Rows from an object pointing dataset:

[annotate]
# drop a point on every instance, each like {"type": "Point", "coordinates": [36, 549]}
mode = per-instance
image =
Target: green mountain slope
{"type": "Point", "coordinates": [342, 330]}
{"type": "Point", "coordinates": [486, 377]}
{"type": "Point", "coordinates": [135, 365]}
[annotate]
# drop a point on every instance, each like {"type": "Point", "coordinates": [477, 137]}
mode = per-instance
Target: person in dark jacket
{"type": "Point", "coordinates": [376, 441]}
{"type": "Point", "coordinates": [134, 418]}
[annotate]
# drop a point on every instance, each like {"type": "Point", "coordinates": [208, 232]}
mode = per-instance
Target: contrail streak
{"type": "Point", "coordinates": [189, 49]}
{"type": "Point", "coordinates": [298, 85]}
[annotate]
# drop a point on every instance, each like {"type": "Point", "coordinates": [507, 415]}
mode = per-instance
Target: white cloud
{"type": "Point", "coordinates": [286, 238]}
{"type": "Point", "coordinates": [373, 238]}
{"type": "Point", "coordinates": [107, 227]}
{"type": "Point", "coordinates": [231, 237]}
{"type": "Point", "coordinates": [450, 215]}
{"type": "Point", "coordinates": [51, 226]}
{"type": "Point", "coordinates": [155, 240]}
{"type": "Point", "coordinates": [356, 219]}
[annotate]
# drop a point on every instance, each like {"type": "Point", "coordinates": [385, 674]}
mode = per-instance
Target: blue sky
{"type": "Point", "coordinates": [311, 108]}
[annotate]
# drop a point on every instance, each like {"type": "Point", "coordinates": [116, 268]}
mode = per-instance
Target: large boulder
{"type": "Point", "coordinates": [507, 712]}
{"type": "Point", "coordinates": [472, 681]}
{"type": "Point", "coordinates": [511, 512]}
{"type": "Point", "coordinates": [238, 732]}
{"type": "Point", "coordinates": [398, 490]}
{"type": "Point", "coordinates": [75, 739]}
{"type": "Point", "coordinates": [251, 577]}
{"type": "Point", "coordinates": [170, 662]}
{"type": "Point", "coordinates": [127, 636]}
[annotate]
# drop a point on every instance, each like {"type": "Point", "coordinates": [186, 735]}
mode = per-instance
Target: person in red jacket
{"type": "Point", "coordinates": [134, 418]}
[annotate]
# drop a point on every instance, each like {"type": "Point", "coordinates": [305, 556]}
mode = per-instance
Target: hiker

» Given request:
Please give only the number of lines in the rows above that contain the string "Target".

» Task result:
8